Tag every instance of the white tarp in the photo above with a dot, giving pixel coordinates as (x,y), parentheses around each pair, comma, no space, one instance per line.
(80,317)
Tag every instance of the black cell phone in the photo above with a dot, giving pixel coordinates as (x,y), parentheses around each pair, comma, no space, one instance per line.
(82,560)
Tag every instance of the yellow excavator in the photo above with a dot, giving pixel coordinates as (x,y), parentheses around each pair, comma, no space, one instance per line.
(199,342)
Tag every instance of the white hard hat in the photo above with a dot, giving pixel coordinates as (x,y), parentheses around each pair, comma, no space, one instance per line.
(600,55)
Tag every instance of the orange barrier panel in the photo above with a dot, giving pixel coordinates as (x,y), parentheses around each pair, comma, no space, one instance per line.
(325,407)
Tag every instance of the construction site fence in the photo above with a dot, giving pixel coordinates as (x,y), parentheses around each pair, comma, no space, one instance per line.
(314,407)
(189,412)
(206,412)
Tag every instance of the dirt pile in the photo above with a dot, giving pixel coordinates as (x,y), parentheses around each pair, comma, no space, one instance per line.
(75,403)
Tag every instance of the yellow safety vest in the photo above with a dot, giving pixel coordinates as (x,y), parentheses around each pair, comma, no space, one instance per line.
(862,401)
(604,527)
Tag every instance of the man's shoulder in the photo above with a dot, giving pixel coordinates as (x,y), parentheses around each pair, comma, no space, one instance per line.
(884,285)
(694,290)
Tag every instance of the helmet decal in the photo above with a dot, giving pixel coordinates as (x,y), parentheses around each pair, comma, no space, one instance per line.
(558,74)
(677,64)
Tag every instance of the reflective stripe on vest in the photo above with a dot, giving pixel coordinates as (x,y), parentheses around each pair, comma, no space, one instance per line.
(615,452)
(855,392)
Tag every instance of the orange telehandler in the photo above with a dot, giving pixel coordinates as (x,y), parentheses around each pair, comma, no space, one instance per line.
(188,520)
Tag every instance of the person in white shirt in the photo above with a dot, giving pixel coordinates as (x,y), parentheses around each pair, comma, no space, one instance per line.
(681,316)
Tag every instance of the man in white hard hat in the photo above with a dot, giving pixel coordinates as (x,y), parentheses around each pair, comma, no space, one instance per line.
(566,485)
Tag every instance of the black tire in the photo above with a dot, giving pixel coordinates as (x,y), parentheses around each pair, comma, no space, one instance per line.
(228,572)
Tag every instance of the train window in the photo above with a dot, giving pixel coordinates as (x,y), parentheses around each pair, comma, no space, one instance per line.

#### Task requirements:
Print each line above exactly as it stands.

#### Solution for this problem:
Tag every instance of the white tarp in the photo above with a dot, giving pixel coordinates as (x,y), parentheses around each pair, comma, no space, one instance per line.
(80,317)
Tag every instance of the black cell phone in the photo above with a dot, giving pixel coordinates as (x,y), parentheses around each pair, comma, no space, one instance per line.
(82,560)
Tag every instance of the yellow excavator in the photo above with a dot, giving pixel coordinates as (x,y), parentheses around each pair, comma, no space, one instance per line.
(199,342)
Tag every instance of the white hard hat in the photo above with a dot, giving pixel coordinates as (x,y), parentheses around each pair, comma, no space, one instance per line.
(600,55)
Tag every instance of the orange barrier panel in the photo above with a dot, giving pixel coordinates as (x,y), parentheses around each pair, comma, no space, one instance per line.
(325,407)
Tag every instance of the construction site fence in the photo above with a dot, giving pixel coordinates as (x,y), parentheses around each pair, comma, no space, one instance per line.
(314,407)
(189,412)
(206,412)
Tag every instance of the dirt pile in the photo above with a dot, giving pixel coordinates as (x,y), parentheses around each pair, comma, no space, one instance per line.
(75,403)
Tag every instance of the yellow safety vest in the photo above with a dot, giving pixel coordinates as (x,y), parentheses around each pair, comma, no space, one instance per line.
(862,401)
(604,527)
Tag every instance of the man's shoulder in the photo above with a dot, giving pixel coordinates as (x,y), parentheses around each pair, comma, no space, one instance per line.
(884,285)
(694,290)
Tag every instance of the helmet decal in the photo above with a dot, giving pixel coordinates as (x,y), parentheses around each pair, comma, no space, one instance per line.
(558,74)
(677,64)
Tag every instance of the reflective stripe on vest in the photo above with a dot, giving pixel coordinates as (x,y), parentheses around each pair, comma, no space, one instance per line.
(615,452)
(855,392)
Tag every instance of the orange telehandler in the photo above with a dot, giving pixel coordinates as (x,y), parentheses around each pair, comma, no space, one instance per line.
(188,520)
Tag every instance of the person in white shirt in the photo above with a dot, giving pixel coordinates as (x,y), parentheses around each pair, comma, no space, one instance per line.
(681,316)
Tag every instance of the man in white hard hat in the photo above with a dot, giving pixel coordinates as (x,y), parentheses around each pair, comma, no space, one instance per line.
(566,485)
Tag every instance of the black tire in the photo above with a dot, giving pixel coordinates as (x,y), parentheses around each pair, comma, no space, one instance per line.
(228,572)
Tag every instance of the train window in the photo above with a dot, giving pixel coordinates as (x,y), parentheses around each pair, comma, no space, one instance per line.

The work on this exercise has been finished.